» Extracted records:
= Beginning of Section =
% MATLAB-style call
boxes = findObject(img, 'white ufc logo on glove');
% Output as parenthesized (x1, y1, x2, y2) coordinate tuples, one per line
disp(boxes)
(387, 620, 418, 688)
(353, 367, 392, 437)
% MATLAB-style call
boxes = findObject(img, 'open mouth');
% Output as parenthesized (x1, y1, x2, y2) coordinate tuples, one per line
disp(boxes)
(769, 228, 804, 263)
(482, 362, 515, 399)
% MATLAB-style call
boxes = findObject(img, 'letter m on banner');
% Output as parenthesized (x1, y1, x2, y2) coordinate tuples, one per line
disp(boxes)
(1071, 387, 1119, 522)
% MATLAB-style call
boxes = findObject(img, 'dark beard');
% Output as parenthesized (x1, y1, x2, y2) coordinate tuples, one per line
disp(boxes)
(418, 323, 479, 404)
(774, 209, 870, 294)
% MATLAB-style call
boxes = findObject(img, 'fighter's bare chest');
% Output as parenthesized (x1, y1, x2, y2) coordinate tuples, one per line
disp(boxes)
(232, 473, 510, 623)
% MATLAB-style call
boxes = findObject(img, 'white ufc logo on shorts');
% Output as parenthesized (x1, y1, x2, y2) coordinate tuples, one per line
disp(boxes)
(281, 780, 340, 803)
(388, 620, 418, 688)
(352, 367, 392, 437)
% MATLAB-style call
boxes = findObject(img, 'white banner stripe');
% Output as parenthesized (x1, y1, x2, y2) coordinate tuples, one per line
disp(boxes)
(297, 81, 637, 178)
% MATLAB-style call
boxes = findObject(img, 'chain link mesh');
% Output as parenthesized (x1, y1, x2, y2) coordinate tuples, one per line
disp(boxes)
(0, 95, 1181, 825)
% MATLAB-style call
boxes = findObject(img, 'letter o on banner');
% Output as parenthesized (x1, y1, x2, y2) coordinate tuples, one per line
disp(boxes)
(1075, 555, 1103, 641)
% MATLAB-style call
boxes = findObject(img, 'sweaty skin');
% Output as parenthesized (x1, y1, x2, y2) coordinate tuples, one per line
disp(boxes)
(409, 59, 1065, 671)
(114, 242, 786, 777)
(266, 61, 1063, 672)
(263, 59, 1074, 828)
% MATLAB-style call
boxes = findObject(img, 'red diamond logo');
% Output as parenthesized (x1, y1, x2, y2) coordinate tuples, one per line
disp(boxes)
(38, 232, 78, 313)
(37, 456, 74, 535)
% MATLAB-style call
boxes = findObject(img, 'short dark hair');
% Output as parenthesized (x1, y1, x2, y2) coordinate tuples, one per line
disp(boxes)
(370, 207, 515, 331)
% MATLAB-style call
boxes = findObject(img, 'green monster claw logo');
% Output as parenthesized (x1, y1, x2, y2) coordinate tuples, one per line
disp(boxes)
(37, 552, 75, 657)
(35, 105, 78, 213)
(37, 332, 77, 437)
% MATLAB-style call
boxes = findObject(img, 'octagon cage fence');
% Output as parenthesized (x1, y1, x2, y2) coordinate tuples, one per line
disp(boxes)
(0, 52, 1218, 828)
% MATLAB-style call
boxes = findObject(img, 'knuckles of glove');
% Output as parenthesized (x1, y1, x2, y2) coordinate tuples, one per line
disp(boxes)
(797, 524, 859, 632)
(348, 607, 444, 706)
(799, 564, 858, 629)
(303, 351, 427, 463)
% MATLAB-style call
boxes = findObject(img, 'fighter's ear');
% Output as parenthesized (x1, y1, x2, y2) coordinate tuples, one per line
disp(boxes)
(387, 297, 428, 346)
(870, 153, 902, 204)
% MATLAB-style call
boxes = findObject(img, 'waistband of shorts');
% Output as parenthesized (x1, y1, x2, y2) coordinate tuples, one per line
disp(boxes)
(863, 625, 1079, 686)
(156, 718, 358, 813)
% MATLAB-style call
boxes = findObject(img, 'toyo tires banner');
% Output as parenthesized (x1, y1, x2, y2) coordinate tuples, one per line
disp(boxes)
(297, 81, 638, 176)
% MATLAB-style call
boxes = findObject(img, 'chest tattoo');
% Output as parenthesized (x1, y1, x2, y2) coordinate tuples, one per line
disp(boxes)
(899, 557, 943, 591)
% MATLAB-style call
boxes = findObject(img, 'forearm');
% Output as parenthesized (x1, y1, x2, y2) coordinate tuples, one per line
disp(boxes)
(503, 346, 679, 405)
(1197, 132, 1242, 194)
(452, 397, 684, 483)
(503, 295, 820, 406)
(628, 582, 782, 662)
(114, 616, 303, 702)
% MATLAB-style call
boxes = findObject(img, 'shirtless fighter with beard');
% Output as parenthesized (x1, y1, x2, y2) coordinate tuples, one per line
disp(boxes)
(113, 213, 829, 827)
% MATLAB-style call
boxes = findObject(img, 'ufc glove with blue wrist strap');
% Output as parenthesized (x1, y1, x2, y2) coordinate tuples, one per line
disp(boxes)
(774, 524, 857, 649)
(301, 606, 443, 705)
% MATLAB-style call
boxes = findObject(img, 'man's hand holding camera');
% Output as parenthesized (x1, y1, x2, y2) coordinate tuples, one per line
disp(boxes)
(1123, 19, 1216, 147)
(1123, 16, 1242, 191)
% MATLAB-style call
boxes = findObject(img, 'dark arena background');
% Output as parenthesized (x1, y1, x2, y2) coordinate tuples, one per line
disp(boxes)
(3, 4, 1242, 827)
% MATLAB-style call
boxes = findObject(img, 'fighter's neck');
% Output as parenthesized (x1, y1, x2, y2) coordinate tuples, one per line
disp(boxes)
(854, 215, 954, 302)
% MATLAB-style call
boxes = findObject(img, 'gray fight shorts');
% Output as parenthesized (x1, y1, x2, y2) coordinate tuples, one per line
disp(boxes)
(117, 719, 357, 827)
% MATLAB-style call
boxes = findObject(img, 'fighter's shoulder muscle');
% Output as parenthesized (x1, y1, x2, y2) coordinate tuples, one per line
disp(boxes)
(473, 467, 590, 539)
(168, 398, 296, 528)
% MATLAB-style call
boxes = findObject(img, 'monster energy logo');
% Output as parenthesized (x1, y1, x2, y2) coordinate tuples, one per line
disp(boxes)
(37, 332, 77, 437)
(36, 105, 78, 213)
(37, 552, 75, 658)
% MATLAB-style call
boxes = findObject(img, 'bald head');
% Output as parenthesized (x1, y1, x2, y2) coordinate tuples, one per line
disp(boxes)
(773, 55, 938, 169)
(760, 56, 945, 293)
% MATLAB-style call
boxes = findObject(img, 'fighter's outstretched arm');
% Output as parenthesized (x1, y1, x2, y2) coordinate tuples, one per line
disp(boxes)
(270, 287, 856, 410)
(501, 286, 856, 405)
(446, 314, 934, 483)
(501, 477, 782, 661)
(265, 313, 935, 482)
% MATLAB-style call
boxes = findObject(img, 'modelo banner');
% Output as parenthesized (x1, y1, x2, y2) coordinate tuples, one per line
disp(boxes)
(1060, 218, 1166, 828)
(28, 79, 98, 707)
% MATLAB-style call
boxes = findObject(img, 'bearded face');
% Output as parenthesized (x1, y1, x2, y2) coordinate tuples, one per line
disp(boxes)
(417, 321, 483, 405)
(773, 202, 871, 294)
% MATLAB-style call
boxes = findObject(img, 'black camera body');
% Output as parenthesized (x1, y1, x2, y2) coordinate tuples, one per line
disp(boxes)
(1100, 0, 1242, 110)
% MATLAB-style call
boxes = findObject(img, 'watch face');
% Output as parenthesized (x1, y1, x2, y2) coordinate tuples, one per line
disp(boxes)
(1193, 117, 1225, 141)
= End of Section =
= Beginning of Section =
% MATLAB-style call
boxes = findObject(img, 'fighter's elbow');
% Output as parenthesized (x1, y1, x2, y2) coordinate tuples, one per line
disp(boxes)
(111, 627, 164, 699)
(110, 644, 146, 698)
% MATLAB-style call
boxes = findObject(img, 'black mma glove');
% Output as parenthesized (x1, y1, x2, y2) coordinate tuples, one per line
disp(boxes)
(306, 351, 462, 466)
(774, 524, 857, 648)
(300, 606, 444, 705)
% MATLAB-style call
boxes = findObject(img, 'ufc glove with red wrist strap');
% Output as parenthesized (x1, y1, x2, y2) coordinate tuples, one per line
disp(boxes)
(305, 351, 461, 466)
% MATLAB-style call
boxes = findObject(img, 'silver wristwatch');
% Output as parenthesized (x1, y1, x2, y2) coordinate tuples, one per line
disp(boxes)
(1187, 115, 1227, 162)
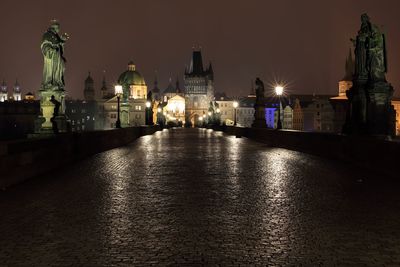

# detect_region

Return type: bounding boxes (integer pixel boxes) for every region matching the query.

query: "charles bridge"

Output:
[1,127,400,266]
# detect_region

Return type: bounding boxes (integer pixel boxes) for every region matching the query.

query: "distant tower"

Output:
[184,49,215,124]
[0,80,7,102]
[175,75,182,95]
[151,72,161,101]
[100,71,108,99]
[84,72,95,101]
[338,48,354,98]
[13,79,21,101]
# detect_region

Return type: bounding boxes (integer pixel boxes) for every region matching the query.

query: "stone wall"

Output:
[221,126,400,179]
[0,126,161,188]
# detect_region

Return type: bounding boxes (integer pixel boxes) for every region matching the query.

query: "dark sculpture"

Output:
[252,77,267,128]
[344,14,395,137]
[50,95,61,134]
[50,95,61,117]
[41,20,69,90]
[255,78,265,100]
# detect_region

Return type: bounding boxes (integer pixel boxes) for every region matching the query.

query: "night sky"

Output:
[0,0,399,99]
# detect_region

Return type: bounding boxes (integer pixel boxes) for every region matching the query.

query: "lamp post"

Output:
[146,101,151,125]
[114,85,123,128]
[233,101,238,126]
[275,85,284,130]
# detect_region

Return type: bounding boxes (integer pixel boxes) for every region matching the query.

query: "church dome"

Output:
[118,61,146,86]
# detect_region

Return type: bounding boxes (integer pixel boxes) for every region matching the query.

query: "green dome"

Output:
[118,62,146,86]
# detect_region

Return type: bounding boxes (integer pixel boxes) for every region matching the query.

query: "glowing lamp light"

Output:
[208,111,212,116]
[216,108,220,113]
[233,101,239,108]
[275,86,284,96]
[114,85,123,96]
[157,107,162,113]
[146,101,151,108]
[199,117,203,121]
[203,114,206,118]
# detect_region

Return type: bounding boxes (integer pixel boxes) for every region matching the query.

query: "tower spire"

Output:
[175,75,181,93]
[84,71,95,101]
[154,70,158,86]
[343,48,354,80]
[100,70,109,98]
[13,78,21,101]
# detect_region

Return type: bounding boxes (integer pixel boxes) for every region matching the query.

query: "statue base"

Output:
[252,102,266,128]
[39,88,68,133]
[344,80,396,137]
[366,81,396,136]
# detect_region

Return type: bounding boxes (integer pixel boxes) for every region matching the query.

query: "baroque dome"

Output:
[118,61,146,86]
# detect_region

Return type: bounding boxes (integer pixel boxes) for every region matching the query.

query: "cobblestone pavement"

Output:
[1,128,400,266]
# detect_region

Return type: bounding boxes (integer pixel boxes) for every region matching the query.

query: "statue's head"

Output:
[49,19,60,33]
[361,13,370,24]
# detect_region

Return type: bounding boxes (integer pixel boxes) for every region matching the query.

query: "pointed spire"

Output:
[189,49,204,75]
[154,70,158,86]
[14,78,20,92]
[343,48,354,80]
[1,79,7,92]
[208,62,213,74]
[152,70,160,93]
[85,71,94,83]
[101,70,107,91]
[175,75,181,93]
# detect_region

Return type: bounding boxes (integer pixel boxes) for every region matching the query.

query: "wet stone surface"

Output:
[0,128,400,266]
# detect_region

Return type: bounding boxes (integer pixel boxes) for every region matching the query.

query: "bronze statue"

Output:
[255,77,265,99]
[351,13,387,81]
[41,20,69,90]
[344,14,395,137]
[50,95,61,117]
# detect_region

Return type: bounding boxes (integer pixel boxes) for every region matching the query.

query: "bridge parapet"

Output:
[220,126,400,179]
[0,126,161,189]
= End of Section =
» Problem statement: Wherever "dark" occurs in the records above, copy the line it sits in.

» Response to this exercise:
boxes = findObject(img, 'dark beard');
boxes = findObject(img, 'short dark hair');
boxes = findObject(img, 'dark arena background');
query: "dark sculpture"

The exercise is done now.